[[ Record excerpts, beginning ]]
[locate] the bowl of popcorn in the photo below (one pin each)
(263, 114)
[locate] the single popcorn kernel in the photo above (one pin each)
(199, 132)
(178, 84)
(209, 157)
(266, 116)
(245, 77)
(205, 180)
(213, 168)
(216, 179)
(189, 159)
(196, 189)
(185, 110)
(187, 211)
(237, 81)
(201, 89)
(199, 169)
[[ Record excerpts, end ]]
### Your goal:
Set down the records again without altering a word.

### Output for this task:
[locate] the bowl of popcorn in the photo below (one pin each)
(263, 114)
[locate] the single popcorn kernel in the photo above (one pin each)
(199, 132)
(178, 84)
(209, 157)
(266, 116)
(245, 77)
(205, 180)
(213, 168)
(216, 179)
(189, 159)
(196, 189)
(185, 110)
(187, 211)
(237, 81)
(201, 89)
(199, 169)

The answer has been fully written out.